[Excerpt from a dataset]
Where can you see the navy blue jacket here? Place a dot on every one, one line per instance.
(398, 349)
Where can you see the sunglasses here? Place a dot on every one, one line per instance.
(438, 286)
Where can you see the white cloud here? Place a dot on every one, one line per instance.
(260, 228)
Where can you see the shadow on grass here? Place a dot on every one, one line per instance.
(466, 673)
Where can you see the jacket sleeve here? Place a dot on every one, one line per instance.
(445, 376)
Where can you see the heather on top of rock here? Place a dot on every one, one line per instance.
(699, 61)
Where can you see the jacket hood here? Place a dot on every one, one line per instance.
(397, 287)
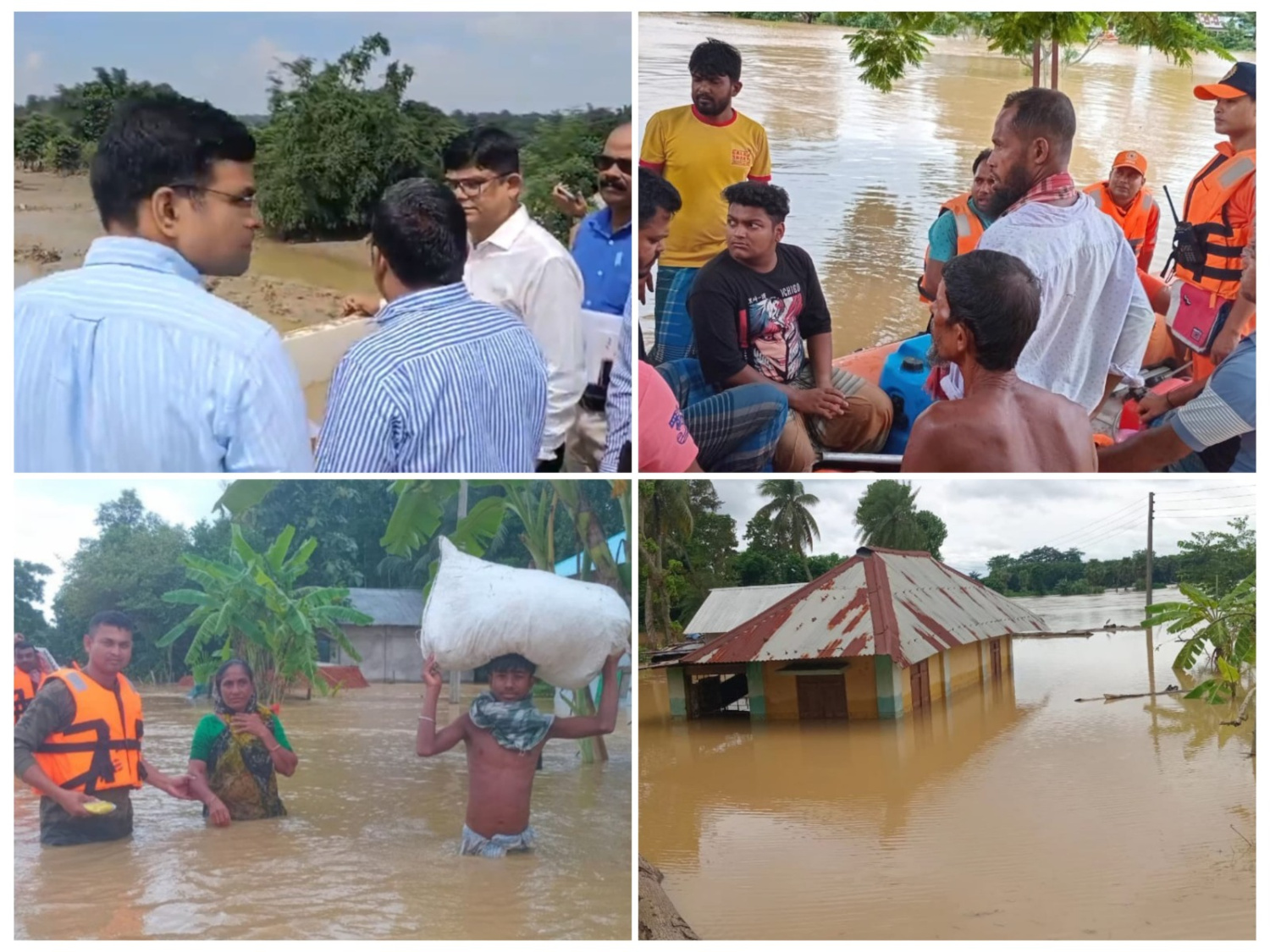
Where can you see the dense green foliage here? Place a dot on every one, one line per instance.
(28, 592)
(333, 141)
(137, 556)
(1211, 560)
(251, 607)
(1219, 635)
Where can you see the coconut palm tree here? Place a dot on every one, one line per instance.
(886, 515)
(790, 515)
(665, 513)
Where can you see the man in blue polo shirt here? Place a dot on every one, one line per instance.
(602, 250)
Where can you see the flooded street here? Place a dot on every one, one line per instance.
(866, 172)
(1005, 812)
(368, 848)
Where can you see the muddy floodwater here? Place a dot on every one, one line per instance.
(367, 850)
(866, 172)
(1011, 812)
(291, 286)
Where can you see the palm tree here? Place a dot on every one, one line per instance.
(665, 513)
(790, 515)
(886, 515)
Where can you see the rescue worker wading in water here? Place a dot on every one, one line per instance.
(79, 741)
(1218, 210)
(25, 677)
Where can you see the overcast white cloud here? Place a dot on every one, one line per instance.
(50, 515)
(1104, 518)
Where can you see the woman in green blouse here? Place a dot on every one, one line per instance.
(239, 751)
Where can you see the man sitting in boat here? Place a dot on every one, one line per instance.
(759, 316)
(1123, 195)
(1095, 320)
(736, 431)
(985, 312)
(958, 228)
(1204, 426)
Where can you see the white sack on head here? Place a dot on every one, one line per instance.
(478, 611)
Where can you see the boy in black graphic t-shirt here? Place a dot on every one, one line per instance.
(759, 316)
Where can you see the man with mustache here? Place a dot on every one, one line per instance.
(1095, 320)
(700, 149)
(985, 311)
(602, 250)
(127, 363)
(1123, 195)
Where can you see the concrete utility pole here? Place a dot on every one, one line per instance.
(1151, 526)
(456, 677)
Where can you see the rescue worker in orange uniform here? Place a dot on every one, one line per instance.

What is asked: Rewrite the stretch from the line containing "Where can you see the overcast" through the end of the records, replacing "concrete" with "wooden" and leaving everything else unchanged.

Solution:
Where can you see the overcast white cloud here? Place a dot on every one, one line per instance.
(50, 515)
(1104, 518)
Where can you see the woman in green blouse here? Place a dot on every one, one line per instance.
(239, 751)
Where can you see the man sitting in boat here? Place a dot on every one, one line per instance.
(759, 316)
(1123, 195)
(1095, 320)
(736, 431)
(985, 312)
(958, 228)
(1204, 426)
Where can you see the white sack on head here? Place a dot on every one, one line per instance.
(478, 611)
Where can you see the boy in black graphic t-shirt here? Place a dot on every one, one line per instance.
(759, 316)
Where can you see the man with mustache here? Place a dot on every one, one line per instance.
(1095, 320)
(700, 149)
(985, 311)
(602, 250)
(127, 363)
(1123, 195)
Where can you see the wooden utility pole here? Place a dot on every one, one line per instance.
(1151, 526)
(456, 677)
Where can you see the rescue worker in orange uniform here? Place a dot on every one, one line per instance.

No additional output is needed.